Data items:
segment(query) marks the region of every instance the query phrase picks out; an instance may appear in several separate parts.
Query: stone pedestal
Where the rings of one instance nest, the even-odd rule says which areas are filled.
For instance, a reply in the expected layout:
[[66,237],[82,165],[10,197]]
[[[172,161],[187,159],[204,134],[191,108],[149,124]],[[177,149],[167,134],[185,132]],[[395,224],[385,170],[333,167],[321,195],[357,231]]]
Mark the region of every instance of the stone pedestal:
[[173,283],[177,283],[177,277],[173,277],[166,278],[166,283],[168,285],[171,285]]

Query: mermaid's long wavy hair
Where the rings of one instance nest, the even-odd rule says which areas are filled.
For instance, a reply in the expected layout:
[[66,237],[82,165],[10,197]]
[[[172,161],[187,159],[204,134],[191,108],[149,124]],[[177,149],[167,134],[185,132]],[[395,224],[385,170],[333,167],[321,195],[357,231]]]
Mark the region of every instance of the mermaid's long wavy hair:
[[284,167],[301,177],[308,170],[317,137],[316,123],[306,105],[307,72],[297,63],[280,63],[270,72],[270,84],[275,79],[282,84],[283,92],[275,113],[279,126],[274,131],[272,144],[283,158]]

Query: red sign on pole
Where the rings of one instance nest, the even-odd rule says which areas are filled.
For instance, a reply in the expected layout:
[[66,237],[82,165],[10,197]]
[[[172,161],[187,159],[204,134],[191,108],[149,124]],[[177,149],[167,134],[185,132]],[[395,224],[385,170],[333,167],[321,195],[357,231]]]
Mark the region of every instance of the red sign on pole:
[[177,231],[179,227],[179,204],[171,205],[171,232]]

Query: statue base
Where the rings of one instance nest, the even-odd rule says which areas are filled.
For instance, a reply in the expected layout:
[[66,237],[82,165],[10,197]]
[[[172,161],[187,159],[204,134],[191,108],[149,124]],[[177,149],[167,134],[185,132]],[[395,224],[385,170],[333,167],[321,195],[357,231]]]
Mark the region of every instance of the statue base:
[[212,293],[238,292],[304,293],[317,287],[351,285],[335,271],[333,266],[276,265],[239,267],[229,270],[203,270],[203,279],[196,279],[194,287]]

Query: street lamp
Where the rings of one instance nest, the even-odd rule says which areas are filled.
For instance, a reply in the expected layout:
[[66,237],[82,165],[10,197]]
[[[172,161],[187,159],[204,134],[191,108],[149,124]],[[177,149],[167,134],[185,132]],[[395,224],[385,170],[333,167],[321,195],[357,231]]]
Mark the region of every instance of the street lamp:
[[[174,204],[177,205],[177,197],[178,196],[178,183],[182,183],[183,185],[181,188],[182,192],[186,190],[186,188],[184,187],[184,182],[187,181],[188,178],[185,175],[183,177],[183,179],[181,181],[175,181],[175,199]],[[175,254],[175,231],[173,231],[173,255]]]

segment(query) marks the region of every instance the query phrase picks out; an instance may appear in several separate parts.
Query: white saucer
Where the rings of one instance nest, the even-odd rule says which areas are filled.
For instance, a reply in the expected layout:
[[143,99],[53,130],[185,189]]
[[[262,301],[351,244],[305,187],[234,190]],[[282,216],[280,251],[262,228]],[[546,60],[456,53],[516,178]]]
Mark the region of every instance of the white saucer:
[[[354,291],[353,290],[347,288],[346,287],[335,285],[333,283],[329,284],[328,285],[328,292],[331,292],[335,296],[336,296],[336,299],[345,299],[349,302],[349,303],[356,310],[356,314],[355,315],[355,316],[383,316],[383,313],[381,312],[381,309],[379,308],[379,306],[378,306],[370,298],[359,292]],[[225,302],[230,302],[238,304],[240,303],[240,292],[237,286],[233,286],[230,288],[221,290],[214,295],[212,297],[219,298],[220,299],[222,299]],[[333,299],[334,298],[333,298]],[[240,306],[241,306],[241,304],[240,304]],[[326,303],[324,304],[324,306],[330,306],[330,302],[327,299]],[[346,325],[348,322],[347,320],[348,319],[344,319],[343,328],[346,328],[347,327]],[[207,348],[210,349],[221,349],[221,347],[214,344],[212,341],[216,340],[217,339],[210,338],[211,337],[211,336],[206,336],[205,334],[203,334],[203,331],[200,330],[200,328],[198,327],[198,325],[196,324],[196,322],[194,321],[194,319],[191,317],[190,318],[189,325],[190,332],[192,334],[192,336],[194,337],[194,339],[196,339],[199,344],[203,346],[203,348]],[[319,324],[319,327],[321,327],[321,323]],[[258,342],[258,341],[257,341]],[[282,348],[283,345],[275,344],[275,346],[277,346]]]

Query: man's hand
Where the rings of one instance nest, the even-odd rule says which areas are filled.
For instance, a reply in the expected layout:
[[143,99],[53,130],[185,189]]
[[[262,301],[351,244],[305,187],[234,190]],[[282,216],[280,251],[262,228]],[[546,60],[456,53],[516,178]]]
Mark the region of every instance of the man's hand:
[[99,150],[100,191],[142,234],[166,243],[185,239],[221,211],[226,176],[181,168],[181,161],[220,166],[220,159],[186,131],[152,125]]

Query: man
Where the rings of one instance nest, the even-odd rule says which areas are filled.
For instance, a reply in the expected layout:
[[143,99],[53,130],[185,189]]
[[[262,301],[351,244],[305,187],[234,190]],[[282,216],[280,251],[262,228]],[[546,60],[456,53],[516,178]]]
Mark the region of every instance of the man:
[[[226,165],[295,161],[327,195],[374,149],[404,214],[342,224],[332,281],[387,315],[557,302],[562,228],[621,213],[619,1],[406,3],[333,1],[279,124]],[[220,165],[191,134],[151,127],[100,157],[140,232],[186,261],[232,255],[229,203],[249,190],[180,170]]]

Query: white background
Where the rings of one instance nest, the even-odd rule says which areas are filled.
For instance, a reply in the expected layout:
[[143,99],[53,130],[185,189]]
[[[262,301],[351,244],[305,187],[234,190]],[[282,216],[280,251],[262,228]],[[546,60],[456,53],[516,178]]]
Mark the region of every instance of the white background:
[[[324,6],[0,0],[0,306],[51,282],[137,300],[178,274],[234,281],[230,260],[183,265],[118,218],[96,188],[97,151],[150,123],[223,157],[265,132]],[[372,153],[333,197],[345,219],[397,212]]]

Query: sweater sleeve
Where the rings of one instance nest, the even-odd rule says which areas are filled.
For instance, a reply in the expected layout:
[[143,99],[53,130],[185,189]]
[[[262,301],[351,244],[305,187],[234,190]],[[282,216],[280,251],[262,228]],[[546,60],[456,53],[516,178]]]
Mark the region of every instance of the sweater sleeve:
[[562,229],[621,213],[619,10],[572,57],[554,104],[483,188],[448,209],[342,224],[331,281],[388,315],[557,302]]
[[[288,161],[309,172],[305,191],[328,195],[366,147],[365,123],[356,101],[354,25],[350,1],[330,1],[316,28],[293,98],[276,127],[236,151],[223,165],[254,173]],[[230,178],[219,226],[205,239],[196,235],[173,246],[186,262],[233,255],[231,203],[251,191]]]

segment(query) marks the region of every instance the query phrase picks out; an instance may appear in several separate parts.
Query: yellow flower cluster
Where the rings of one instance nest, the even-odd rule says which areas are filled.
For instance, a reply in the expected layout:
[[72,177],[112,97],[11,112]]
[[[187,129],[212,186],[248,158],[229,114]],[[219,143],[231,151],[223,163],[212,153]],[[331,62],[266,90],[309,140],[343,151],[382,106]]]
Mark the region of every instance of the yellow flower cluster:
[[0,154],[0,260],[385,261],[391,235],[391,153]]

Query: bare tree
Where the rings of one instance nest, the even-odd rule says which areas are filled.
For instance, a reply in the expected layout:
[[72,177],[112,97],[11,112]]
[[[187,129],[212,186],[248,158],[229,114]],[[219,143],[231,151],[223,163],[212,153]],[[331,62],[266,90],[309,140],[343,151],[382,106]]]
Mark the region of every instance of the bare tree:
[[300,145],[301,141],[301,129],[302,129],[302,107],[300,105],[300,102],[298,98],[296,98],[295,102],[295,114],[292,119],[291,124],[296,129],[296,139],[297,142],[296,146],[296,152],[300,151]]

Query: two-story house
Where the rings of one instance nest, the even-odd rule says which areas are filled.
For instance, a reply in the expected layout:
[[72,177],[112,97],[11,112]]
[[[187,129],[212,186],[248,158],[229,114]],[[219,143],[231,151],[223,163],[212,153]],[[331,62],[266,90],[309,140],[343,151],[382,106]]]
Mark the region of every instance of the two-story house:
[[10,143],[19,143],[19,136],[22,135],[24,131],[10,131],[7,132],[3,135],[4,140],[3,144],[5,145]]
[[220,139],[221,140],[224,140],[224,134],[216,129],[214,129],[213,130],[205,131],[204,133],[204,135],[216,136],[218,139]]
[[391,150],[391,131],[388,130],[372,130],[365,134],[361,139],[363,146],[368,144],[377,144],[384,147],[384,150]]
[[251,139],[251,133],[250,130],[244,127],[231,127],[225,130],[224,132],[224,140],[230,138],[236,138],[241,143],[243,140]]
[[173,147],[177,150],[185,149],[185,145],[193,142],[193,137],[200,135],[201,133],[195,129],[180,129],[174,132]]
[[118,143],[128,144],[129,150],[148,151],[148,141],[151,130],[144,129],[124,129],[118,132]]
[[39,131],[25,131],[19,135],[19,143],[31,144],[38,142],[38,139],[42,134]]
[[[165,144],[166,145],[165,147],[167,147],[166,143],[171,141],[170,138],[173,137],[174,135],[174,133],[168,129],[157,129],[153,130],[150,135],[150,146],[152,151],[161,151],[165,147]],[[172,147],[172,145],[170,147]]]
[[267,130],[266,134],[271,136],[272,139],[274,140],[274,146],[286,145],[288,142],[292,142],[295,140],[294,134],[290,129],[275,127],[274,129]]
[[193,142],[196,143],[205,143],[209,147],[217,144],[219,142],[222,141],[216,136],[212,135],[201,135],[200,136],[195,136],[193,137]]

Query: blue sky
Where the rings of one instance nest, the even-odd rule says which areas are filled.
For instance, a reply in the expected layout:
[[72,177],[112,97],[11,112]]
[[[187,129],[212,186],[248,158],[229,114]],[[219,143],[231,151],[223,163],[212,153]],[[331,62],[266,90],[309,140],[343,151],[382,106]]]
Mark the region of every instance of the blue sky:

▶ _GOAL_:
Reproduce verbatim the lines of the material above, beginning with its first line and continuing through the line that contains "[[177,231],[179,227],[179,204],[171,205],[171,232]]", with both of those lines included.

▶ _THE SOLUTION_:
segment(query) marks the region of every instance the query phrase picks out; an instance may appear in several separate parts.
Query: stone pedestal
Where the rings of one instance nest, the even-odd rule says which areas are filled.
For instance, a reply in the expected layout:
[[66,237],[82,165],[10,197]]
[[[172,161],[187,159],[204,134],[191,108],[149,124]],[[177,149],[167,134],[185,132]],[[395,224],[385,170],[333,167],[321,195],[357,231]]]
Mark the region of every instance of the stone pedestal:
[[173,283],[177,283],[177,277],[173,277],[166,278],[166,283],[168,285],[171,285]]

Query: mermaid's long wavy hair
Where the rings of one instance nest, the even-odd rule says which areas are filled.
For instance, a reply in the expected layout:
[[66,237],[82,165],[10,197]]
[[[172,161],[187,159],[204,134],[191,108],[149,124]],[[177,149],[167,134],[185,132]],[[395,224],[385,170],[333,167],[321,195],[357,231]]]
Mark the region of every instance of the mermaid's long wavy hair:
[[284,167],[301,177],[308,170],[317,137],[316,123],[306,105],[307,72],[297,63],[280,63],[270,72],[270,84],[275,79],[282,84],[283,92],[275,113],[279,126],[274,131],[272,144],[283,158]]

Query: red sign on pole
Where the rings of one instance nest, the even-odd rule says which areas are filled.
For instance, a reply in the expected layout:
[[66,237],[82,165],[10,197]]
[[[172,161],[187,159],[204,134],[191,108],[149,124]],[[177,149],[167,134],[185,132]],[[395,224],[385,170],[333,167],[321,195],[357,231]]]
Mark the region of every instance of the red sign on pole:
[[177,231],[179,227],[179,204],[171,205],[171,232]]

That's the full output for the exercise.